[TASK SET]
A - In the Group By page below, what does the transform output when groupKeys is empty but aggregations is configured?
B - Using the Group By page below, decide whether each statement agrees with it. Give yes or no and quote the words that settle it. (i) Group By holds all input rows in memory before producing output. (ii) Output rows are sorted alphabetically by their key values. (iii) Aggregate columns are placed before the group-key columns.
C - Please extend the Group By page below, starting after its final sentence.

[PAGE EXCERPT]
-------
Group By
Group rows by one or more key columns and compute aggregates over the remaining columns. Each unique combination of key values produces one output row carrying the keys plus the requested aggregations. Use it to collapse line items into per-customer totals, count records per category, or compute min/max bounds per bucket.
How it works
Section titled “How it works”Group By is a full-dataset batch transform. It buffers all input rows, partitions them by the configured groupKeys (using a JSON-stringified key tuple so multi-column groups work), then emits one output row per group with the key columns and every named aggregation.
When groupKeys is empty but aggregations is configured, the entire input collapses to a single output row holding the global aggregates. When both lists are empty, rows pass through unchanged.
Output row order follows the order each unique key combination first appeared in the input. Aggregate columns appear after the group-key columns in the order they were declared.
Input: One tabular data connection. Output: One row per unique group-key combination, with key columns first and aggregations second.
-------
[DATA EXCERPT]
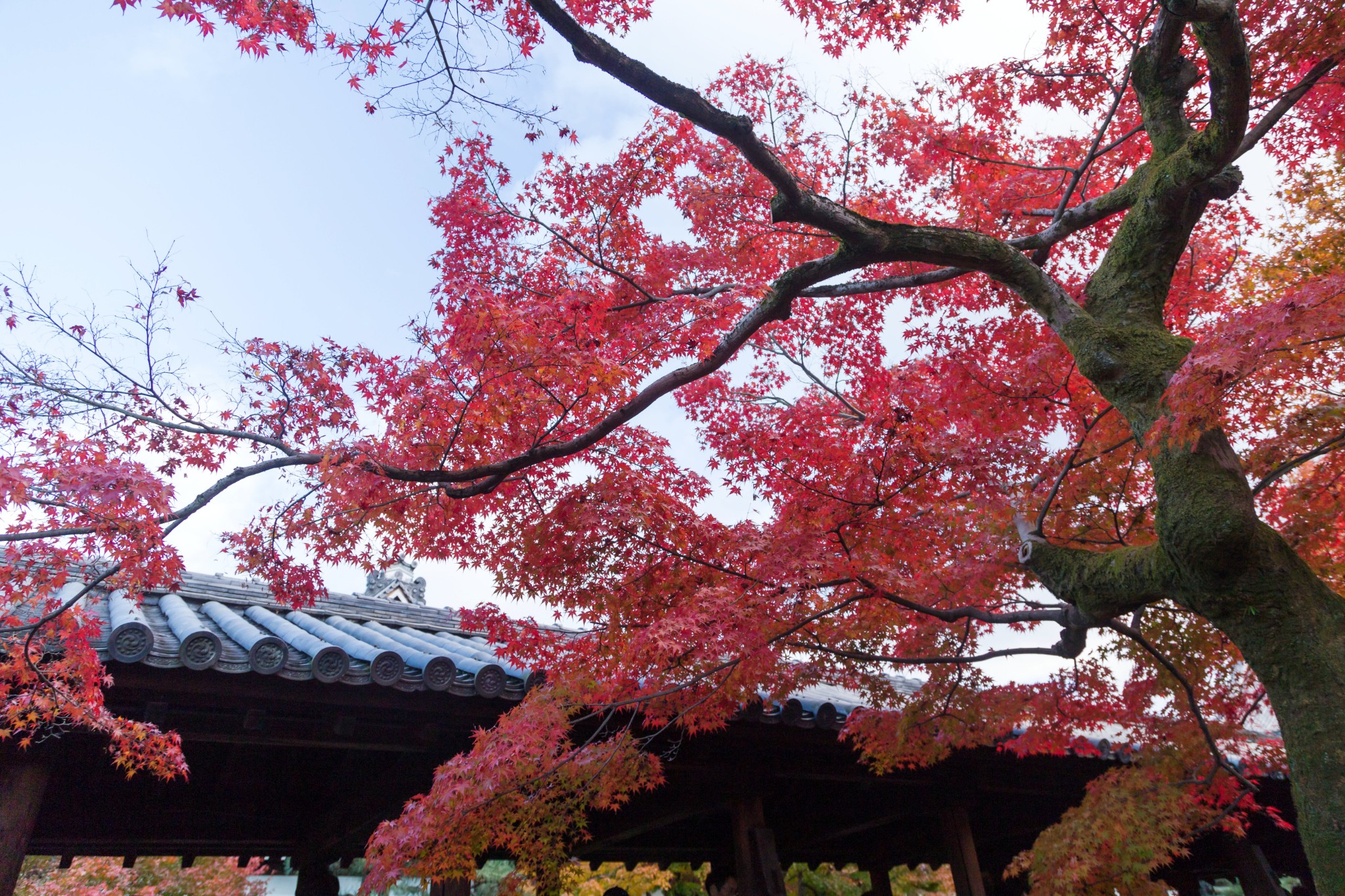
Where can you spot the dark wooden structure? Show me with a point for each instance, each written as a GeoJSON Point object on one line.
{"type": "Point", "coordinates": [292, 766]}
-------
[PER-TASK ANSWERS]
A - The entire input collapses to a single output row holding the global aggregates.

B -
(i) Yes: "It buffers all input rows"
(ii) No: "Output row order follows the order each unique key combination first appeared in the input."
(iii) No: "Aggregate columns appear after the group-key columns in the order they were declared."

C -
Options
Section titled “Options”| Option | Type | Default | Description |
|---|---|---|---|
groupKeys | string[] | [] | Columns whose values together identify a group. Empty list collapses everything into a single global row. |
aggregations | Array<{ inputColumn, function, outputColumn }> | [] | Each entry computes one aggregate. function is one of "sum", "count", "avg", "min", "max". outputColumn names the result column (required). |
Examples
Section titled “Examples”Total sales per customer
Section titled “Total sales per customer”You have order line items and want per-customer totals plus order counts.
Before:
| order_id | customer | amount |
|---|---|---|
| 1001 | Acme Corp | 250 |
| 1002 | Beta Inc | 750 |
| 1003 | Acme Corp | 1100 |
| 1004 | Beta Inc | 500 |
| 1005 | Acme Corp | 300 |
Configuration: group keys: ["customer"], aggregations: sum(amount) → total, count(amount) → orders.
After:
| customer | total | orders |
|---|---|---|
| Acme Corp | 1650 | 3 |
| Beta Inc | 1250 | 2 |
Multi-column group with min/max/avg
Section titled “Multi-column group with min/max/avg”You want bounds and average price per category and region.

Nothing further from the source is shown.